## PROBLEM
From the line containing "Target: hazy sky" to the last line below, retype everything word for word.
──────────────────────────────
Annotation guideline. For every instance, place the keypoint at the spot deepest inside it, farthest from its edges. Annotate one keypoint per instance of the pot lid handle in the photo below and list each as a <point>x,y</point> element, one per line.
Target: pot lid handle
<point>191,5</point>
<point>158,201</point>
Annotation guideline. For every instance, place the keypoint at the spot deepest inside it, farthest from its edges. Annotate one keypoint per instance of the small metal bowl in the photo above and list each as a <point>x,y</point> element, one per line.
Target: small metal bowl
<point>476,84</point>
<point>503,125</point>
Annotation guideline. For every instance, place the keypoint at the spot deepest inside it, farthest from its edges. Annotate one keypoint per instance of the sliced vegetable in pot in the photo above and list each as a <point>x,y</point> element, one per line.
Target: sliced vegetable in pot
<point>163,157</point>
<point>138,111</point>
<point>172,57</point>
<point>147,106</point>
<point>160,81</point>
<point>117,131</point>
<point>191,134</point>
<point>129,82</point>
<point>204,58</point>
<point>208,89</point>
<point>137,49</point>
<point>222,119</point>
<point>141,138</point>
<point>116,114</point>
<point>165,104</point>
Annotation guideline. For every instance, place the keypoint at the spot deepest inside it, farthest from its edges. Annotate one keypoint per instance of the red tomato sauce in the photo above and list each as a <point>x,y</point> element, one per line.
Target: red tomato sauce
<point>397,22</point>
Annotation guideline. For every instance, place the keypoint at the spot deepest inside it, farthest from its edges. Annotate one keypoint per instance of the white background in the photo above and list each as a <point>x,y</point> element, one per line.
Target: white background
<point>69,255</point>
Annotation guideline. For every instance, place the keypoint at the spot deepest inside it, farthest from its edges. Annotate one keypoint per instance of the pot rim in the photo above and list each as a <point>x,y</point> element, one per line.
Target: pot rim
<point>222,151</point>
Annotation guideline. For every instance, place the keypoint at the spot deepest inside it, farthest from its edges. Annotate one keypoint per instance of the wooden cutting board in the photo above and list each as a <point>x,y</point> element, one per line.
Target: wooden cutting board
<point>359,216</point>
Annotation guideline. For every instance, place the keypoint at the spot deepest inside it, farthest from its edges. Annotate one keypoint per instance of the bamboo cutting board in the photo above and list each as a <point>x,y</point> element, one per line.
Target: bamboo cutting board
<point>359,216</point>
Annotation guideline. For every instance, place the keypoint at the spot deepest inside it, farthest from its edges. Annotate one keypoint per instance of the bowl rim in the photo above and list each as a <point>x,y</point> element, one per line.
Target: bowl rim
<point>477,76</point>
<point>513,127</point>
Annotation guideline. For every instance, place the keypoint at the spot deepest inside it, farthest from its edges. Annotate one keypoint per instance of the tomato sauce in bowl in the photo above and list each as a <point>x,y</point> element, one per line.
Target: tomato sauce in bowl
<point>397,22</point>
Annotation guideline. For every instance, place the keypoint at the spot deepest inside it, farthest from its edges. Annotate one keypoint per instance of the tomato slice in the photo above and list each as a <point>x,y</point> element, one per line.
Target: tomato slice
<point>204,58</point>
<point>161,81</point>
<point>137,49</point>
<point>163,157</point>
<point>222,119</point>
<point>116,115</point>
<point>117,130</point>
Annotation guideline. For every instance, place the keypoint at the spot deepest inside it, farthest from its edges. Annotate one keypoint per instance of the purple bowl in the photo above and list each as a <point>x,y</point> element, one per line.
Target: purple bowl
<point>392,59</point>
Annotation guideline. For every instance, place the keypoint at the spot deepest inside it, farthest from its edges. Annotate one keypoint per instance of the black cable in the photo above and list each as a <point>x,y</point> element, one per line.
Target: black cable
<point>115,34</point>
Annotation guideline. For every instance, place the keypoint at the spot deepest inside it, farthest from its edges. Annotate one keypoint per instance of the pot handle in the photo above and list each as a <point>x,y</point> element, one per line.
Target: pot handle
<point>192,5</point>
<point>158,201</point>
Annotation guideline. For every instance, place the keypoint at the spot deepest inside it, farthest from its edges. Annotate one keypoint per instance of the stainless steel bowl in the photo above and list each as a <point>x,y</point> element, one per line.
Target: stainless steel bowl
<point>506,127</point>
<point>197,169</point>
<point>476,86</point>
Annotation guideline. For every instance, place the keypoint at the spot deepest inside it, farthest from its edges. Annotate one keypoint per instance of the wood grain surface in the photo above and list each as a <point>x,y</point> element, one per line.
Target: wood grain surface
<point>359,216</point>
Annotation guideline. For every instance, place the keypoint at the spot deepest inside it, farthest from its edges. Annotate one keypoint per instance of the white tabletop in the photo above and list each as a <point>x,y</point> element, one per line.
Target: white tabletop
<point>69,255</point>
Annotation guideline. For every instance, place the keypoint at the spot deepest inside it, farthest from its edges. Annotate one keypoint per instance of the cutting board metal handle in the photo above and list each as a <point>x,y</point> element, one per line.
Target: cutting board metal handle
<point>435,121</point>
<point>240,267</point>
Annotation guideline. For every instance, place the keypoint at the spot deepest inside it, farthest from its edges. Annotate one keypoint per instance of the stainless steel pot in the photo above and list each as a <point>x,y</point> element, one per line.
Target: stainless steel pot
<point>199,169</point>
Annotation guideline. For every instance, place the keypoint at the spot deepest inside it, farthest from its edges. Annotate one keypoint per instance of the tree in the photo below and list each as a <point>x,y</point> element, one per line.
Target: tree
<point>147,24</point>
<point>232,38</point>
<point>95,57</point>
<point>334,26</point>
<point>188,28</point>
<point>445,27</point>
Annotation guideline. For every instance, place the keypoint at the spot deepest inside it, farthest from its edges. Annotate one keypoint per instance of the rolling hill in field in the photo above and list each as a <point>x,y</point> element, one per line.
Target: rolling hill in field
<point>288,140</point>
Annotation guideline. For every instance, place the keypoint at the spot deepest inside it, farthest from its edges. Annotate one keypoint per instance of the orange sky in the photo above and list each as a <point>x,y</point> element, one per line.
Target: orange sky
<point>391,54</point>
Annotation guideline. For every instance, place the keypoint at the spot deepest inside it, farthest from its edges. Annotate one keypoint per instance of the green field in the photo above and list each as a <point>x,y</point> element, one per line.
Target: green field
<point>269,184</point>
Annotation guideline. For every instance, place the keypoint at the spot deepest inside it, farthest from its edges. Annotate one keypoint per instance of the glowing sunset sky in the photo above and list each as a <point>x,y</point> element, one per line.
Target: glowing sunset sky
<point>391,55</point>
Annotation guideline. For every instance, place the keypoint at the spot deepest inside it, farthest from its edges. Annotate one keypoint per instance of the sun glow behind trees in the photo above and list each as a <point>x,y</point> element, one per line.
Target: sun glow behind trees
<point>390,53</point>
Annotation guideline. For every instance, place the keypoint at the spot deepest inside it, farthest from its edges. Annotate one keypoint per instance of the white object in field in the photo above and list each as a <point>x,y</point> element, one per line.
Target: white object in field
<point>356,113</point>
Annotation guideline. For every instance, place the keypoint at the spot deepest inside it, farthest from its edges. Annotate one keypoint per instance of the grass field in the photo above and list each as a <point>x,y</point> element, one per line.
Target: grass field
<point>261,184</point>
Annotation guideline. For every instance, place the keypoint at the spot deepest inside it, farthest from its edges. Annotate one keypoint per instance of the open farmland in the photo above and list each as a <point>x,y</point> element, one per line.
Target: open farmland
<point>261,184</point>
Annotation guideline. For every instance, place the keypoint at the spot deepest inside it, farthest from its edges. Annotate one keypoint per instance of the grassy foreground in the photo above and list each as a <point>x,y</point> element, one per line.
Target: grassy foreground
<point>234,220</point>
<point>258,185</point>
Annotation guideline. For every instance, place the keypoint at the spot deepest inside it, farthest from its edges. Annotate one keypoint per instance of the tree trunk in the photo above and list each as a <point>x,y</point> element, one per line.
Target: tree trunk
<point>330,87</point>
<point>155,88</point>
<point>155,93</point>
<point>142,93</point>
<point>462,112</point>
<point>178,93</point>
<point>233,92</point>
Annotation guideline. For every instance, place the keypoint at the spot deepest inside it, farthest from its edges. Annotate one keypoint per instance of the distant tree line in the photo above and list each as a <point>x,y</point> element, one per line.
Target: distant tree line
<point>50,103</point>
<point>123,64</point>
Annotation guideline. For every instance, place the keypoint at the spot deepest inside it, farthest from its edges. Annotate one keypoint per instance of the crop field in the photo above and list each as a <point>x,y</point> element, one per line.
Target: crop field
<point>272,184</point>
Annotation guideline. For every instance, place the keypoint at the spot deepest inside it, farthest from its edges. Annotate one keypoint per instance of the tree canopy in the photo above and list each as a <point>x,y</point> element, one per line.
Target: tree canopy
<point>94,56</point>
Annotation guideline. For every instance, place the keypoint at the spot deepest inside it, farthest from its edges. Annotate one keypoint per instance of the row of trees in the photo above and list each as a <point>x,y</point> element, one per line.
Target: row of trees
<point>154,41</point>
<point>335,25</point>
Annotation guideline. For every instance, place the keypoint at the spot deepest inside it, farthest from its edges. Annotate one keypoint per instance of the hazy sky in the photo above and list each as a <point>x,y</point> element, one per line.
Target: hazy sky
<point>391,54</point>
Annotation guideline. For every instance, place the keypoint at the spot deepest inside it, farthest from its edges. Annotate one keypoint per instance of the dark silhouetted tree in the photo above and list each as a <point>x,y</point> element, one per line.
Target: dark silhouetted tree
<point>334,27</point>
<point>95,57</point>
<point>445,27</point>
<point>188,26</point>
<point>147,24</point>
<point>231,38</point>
──────────────────────────────
## SOLUTION
Target: hazy sky
<point>391,54</point>
Annotation guideline. For every instance, place the keypoint at the spot deepest inside it, farthest from its edges. Annotate one keypoint per instance of the dark silhouetted tree in the photo above and list each as a <point>x,y</point> element, one per line.
Target: dark silhouetted tree
<point>334,27</point>
<point>95,57</point>
<point>445,27</point>
<point>188,26</point>
<point>147,24</point>
<point>231,38</point>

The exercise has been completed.